Task
Produce an exact copy of the lines from the line containing "You are given a photograph. Could you point to the decorative" through the last line of the listing below, both ends included, and nothing else.

--

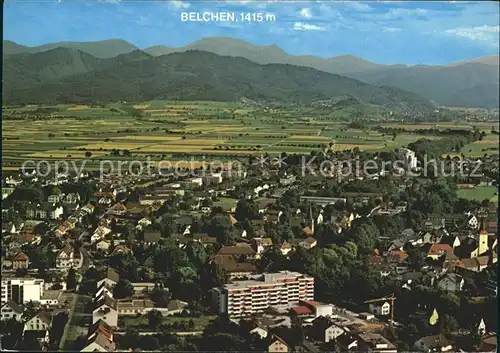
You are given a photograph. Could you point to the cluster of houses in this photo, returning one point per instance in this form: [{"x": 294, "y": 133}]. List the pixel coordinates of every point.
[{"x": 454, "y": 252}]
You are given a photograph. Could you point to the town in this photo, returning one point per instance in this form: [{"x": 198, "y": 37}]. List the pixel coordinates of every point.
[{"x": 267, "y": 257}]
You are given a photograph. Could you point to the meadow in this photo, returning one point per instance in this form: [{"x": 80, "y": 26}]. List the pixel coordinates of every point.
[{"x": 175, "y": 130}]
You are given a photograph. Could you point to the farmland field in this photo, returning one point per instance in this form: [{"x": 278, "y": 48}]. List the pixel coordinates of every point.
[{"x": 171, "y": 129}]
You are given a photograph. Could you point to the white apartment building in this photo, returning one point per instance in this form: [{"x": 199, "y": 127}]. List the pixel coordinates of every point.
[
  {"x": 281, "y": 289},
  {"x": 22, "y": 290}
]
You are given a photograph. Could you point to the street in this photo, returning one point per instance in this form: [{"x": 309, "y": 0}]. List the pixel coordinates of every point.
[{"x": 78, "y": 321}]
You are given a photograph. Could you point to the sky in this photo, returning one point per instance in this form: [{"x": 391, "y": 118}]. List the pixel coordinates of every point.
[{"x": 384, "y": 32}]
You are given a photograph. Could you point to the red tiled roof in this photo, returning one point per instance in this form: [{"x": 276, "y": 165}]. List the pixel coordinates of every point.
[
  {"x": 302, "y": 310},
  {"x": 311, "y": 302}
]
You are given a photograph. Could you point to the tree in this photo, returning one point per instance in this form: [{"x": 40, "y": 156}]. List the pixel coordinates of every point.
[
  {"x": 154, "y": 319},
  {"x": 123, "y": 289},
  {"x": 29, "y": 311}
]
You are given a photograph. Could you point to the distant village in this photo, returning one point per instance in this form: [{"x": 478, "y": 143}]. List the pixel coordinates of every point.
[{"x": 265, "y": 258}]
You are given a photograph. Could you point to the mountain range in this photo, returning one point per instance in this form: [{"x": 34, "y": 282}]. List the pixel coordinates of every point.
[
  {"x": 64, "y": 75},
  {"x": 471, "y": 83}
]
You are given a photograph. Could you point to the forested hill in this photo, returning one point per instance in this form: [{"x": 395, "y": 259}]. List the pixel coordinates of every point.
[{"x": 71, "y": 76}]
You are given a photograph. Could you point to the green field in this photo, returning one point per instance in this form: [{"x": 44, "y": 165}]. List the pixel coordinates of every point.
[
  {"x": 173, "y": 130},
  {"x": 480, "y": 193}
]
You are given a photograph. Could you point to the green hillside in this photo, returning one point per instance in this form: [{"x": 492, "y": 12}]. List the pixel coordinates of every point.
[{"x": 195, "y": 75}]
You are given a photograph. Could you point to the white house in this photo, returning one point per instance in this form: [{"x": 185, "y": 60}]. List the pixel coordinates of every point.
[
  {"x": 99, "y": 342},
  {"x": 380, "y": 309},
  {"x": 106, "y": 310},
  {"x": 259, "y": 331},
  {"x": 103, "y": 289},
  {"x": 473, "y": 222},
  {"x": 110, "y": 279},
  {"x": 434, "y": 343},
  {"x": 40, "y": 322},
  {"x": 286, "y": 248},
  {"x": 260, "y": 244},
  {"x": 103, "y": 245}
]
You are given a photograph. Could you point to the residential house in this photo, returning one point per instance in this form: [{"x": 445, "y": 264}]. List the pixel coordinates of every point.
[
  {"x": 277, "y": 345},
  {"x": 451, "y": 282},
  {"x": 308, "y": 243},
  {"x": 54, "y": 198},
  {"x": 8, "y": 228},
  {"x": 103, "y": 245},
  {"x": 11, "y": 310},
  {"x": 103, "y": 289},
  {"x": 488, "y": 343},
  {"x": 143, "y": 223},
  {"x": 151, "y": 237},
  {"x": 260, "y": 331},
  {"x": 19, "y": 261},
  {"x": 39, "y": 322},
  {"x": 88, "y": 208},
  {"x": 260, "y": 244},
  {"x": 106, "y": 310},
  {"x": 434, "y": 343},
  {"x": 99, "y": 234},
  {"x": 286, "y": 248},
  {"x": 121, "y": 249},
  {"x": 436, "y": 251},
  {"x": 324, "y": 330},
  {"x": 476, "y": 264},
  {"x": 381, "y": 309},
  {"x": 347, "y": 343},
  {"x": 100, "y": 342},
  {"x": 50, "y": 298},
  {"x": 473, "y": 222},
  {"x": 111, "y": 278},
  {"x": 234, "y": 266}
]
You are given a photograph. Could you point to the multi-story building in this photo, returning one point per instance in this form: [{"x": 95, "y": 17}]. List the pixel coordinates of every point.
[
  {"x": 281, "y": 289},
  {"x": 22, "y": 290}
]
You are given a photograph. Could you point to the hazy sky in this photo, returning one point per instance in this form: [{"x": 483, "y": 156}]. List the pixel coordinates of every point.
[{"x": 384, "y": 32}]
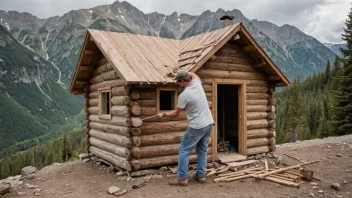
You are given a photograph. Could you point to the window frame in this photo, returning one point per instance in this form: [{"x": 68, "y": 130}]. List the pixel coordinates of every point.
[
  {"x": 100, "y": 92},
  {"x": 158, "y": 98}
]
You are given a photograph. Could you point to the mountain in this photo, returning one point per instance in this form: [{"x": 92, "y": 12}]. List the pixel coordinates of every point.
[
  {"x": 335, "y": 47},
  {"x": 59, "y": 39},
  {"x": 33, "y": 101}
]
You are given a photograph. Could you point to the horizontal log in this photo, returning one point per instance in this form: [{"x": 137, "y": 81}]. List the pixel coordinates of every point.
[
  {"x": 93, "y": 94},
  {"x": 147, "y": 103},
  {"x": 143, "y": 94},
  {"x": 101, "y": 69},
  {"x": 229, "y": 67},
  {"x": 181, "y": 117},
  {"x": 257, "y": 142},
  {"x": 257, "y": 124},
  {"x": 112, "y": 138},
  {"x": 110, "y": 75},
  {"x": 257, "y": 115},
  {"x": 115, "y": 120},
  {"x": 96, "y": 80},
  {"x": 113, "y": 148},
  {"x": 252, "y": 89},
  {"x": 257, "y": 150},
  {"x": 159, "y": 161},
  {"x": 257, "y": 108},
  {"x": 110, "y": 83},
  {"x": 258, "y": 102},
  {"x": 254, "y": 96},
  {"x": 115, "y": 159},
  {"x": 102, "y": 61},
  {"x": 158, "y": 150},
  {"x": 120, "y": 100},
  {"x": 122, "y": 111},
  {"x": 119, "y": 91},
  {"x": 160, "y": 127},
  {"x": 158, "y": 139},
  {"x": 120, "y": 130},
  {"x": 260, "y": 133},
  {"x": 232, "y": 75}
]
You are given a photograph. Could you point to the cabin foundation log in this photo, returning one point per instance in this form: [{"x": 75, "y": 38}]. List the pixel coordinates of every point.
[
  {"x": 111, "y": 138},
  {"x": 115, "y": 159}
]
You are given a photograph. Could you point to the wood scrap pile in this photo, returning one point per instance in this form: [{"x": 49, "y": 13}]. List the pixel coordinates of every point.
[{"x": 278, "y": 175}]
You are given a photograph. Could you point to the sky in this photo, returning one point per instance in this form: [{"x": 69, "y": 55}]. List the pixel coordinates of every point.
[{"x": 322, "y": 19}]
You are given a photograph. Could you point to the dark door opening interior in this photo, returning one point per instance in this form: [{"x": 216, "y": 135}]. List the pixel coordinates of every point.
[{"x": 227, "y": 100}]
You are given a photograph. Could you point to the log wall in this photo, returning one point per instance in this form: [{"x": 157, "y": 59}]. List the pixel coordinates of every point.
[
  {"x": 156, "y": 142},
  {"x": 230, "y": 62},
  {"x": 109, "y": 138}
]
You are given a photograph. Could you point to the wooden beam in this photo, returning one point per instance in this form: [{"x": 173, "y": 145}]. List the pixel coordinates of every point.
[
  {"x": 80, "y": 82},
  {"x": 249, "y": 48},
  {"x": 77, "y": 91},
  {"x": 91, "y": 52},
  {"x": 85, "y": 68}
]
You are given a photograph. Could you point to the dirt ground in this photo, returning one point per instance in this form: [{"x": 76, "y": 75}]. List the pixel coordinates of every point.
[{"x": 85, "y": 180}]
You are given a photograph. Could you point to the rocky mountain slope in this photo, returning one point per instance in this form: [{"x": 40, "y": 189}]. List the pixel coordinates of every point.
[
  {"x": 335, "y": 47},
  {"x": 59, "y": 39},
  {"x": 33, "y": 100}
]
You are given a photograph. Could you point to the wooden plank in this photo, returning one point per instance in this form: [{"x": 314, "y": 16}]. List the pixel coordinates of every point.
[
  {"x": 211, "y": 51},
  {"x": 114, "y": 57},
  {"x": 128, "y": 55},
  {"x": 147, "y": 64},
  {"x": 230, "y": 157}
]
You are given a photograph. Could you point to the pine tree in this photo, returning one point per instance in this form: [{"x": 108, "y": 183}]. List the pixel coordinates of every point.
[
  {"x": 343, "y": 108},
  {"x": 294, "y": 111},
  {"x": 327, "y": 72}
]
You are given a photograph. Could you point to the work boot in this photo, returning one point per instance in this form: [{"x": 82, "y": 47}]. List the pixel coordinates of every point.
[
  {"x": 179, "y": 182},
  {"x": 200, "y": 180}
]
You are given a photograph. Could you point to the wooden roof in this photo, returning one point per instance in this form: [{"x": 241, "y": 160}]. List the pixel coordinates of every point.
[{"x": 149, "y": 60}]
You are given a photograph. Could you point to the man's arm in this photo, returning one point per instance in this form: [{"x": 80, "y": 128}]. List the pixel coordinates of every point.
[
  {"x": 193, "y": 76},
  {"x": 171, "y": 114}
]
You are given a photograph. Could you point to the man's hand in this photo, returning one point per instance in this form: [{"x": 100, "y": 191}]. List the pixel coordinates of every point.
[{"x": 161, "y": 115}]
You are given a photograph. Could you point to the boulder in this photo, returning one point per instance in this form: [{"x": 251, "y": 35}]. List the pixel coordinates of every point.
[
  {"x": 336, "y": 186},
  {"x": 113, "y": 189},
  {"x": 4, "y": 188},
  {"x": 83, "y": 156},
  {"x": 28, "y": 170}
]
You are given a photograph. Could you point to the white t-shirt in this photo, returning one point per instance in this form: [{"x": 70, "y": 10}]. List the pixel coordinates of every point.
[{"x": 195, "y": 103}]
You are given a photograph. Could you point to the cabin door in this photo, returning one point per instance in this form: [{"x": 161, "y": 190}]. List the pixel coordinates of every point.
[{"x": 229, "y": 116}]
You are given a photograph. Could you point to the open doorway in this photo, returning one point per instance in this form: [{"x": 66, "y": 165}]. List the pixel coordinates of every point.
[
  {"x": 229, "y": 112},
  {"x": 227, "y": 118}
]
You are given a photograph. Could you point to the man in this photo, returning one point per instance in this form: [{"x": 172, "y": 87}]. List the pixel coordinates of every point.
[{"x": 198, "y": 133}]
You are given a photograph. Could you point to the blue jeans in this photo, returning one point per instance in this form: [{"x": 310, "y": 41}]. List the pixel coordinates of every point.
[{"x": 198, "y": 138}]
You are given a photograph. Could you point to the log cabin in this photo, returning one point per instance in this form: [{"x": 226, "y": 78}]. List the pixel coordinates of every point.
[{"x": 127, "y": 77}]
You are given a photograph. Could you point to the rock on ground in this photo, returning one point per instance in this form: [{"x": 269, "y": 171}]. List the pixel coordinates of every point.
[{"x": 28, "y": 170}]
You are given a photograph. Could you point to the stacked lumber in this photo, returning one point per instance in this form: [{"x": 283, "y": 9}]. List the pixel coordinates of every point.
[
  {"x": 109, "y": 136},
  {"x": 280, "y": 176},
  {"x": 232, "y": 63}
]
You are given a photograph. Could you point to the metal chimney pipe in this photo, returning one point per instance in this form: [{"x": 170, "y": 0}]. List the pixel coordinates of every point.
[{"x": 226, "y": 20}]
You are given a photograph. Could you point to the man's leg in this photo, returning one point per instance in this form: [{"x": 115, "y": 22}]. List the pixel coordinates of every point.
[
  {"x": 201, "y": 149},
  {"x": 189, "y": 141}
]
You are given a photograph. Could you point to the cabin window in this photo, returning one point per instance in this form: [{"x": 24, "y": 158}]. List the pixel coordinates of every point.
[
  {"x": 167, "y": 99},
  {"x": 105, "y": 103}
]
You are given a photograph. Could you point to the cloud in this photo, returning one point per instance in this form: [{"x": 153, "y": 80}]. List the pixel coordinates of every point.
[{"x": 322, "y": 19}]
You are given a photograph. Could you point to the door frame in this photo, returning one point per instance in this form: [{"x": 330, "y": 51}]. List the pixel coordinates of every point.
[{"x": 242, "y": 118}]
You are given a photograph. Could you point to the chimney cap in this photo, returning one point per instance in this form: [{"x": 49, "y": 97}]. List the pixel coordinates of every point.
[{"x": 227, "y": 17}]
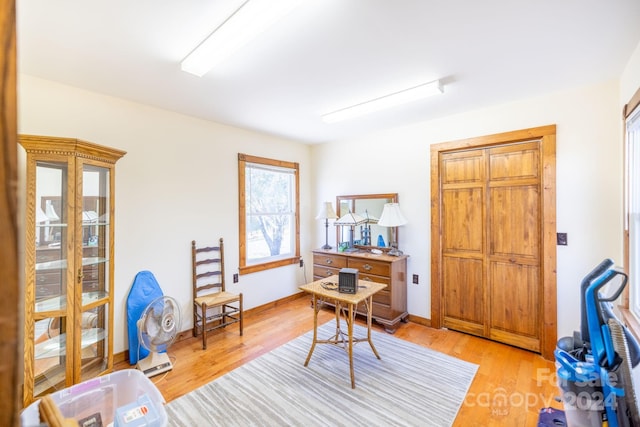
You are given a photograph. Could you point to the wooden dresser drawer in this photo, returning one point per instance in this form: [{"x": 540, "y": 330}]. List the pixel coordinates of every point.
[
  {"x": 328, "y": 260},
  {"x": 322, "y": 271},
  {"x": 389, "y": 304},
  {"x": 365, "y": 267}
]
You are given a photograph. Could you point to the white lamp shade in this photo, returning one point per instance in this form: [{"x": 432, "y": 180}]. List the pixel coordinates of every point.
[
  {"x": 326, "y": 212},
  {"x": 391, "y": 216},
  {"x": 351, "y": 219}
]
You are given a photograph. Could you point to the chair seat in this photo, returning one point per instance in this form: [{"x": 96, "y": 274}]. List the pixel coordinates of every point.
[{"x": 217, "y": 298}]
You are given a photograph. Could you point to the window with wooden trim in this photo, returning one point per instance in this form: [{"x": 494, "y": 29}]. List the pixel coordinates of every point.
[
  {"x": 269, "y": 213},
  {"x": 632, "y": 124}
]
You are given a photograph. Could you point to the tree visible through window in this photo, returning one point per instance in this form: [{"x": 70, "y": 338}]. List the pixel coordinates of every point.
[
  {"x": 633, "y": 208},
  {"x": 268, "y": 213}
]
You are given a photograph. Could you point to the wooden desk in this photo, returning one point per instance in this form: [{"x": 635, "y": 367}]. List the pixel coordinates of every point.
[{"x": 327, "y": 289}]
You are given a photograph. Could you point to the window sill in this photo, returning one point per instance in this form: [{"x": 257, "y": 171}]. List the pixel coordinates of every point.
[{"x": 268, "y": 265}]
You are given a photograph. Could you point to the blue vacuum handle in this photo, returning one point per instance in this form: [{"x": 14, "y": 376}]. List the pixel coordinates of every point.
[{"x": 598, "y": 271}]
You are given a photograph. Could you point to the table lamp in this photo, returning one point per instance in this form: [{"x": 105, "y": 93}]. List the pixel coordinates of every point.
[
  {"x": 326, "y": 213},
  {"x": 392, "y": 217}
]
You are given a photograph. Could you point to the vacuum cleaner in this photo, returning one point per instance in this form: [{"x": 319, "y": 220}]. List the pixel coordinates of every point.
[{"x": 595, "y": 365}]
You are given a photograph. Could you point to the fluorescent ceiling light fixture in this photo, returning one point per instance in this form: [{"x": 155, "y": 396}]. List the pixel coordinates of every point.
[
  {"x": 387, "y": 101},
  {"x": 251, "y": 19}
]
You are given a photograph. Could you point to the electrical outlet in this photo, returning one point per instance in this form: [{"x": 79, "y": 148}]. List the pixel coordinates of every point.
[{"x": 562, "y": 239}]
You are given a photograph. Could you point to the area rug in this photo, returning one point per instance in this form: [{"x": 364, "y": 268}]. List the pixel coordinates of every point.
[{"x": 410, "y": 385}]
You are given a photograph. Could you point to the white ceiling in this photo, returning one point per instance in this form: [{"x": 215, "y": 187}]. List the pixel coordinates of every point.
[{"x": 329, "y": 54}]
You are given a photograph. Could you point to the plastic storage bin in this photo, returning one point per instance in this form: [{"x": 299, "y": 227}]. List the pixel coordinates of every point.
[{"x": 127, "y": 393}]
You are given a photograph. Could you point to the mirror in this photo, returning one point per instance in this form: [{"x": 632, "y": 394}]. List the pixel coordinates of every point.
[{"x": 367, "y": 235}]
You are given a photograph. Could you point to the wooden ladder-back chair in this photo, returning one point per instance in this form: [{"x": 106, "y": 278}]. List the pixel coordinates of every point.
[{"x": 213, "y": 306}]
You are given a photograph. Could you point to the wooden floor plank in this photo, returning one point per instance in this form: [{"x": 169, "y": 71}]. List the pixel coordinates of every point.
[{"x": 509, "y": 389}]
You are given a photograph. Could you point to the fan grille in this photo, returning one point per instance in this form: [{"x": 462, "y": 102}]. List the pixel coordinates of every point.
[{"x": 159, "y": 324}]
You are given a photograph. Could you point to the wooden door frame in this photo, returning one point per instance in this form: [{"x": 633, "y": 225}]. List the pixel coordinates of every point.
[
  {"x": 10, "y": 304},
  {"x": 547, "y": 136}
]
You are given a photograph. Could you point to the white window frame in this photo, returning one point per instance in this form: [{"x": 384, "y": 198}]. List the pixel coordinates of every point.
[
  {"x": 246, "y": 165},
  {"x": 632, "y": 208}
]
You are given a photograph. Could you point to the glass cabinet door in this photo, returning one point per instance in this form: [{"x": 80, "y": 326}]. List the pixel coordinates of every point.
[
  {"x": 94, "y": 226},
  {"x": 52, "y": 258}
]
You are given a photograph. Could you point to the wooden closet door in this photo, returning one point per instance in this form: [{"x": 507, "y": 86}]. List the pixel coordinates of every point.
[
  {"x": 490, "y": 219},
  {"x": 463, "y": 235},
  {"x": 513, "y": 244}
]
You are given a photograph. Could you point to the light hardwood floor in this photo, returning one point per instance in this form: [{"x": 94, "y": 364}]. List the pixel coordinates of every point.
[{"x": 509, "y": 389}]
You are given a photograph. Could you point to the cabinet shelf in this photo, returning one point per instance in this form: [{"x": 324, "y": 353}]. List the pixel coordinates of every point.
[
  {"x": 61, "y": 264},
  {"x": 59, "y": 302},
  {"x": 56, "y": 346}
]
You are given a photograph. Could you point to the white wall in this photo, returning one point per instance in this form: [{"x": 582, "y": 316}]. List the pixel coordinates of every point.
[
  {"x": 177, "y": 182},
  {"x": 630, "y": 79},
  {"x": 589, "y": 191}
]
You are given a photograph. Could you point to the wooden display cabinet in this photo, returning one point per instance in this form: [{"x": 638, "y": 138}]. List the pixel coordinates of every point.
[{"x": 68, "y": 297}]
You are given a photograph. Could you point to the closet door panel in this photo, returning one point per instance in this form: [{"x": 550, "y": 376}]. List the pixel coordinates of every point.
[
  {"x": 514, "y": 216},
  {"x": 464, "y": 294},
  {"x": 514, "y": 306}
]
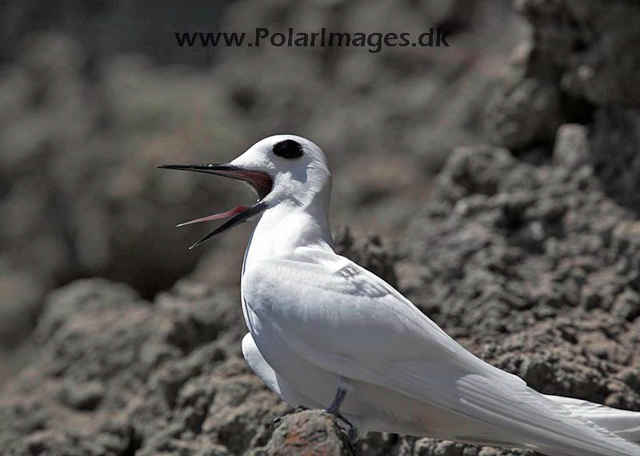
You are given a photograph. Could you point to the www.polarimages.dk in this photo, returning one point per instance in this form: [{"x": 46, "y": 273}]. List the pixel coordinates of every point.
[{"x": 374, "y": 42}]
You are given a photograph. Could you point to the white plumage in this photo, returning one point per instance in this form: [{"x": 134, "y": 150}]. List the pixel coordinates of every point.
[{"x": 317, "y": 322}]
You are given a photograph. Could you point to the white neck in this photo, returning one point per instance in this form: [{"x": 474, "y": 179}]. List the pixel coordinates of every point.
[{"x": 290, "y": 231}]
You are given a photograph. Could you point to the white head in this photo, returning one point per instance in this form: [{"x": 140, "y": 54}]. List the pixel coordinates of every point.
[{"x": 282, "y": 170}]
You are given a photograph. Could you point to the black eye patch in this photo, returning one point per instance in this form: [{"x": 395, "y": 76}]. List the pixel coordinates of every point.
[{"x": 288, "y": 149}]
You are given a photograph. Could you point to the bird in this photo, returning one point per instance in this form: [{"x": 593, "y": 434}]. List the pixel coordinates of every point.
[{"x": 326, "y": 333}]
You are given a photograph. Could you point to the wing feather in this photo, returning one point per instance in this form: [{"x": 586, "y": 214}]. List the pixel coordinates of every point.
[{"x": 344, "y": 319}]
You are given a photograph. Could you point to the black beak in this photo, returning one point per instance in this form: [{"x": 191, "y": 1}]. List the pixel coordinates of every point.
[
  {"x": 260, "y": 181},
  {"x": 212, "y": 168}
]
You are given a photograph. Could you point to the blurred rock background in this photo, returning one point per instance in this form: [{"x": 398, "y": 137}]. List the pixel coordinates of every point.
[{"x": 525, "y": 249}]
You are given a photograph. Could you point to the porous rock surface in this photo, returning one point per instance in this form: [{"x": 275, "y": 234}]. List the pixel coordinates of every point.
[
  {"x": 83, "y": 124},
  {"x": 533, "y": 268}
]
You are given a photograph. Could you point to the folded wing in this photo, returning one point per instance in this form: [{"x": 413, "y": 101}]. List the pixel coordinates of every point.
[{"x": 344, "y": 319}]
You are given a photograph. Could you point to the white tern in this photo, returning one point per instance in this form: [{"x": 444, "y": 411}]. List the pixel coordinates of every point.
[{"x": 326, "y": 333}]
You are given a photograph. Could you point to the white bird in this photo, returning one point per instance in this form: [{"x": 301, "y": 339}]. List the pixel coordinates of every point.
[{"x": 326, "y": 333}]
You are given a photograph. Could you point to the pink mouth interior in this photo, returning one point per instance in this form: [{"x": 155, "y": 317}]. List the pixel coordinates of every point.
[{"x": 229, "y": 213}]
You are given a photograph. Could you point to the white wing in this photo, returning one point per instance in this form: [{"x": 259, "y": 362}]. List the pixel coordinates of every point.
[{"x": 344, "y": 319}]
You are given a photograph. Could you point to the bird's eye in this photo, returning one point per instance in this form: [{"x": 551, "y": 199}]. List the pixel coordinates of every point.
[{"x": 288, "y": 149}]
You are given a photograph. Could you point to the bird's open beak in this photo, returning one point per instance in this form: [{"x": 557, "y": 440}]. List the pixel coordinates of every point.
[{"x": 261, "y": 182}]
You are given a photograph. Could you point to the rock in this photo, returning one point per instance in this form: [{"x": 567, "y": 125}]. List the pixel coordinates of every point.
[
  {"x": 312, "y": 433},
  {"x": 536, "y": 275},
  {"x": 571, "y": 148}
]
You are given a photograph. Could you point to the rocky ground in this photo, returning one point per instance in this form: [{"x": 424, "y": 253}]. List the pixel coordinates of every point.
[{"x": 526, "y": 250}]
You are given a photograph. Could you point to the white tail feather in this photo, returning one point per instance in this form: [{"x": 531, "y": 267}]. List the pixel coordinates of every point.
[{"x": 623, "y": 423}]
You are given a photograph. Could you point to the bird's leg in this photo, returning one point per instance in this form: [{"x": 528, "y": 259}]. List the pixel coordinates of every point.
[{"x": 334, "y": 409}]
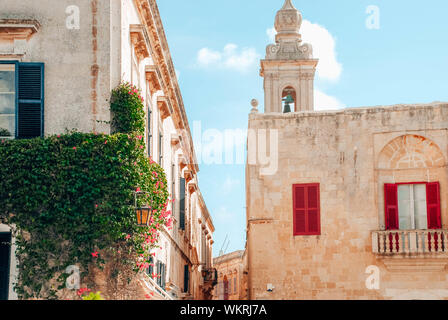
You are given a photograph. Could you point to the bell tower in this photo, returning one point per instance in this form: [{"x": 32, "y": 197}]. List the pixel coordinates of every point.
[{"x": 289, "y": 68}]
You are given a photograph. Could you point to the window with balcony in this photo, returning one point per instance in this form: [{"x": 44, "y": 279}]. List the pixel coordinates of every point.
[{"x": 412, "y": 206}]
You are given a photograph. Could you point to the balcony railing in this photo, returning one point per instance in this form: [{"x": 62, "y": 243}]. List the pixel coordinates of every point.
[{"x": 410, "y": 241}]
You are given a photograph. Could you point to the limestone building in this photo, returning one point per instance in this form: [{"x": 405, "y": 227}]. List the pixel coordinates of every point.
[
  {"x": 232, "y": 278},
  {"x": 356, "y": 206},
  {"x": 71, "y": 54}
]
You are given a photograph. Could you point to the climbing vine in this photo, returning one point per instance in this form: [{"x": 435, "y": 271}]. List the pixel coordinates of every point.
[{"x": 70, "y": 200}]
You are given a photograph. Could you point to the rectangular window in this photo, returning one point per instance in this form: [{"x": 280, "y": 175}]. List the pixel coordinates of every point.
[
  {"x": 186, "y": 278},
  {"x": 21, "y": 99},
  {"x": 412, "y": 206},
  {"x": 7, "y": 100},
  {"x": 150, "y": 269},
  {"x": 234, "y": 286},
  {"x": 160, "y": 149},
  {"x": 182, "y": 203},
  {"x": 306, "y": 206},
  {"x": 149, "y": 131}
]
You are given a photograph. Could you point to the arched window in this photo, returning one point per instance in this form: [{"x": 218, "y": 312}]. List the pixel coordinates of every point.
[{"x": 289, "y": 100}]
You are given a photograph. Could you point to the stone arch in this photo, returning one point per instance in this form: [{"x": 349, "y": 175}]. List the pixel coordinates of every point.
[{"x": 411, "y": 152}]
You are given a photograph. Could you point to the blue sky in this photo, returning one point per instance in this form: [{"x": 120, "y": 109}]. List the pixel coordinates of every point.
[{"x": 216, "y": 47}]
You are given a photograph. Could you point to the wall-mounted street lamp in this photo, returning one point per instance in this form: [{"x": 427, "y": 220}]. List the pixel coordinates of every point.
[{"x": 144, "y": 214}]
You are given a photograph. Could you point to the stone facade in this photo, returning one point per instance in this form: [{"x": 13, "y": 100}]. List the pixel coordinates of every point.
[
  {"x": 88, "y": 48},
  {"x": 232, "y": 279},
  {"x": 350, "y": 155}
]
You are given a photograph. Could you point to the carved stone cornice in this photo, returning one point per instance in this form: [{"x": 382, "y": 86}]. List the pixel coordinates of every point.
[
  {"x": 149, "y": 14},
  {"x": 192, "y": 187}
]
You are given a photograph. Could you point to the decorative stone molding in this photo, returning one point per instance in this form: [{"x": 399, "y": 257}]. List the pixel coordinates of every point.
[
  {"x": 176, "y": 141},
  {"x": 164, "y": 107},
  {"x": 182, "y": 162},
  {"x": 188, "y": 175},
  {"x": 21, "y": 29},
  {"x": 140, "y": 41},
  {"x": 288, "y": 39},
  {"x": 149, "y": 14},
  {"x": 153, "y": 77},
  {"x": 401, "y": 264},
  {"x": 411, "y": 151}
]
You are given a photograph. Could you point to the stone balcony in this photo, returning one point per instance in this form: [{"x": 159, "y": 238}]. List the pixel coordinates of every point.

--

Correct output
You are given a photograph. Could you point to the decorative stone molding in this photo, returning one point per instance in this form: [{"x": 399, "y": 257}]. List the pixel coordinates of every point.
[
  {"x": 176, "y": 141},
  {"x": 164, "y": 107},
  {"x": 182, "y": 162},
  {"x": 188, "y": 175},
  {"x": 21, "y": 29},
  {"x": 140, "y": 41},
  {"x": 288, "y": 39},
  {"x": 149, "y": 14},
  {"x": 153, "y": 77},
  {"x": 401, "y": 264},
  {"x": 411, "y": 151}
]
You are given a photograph. Could you point to the stone balcony in this photo, returning one point per instance in this form: [{"x": 159, "y": 238}]. List the pixel coordinates of every point.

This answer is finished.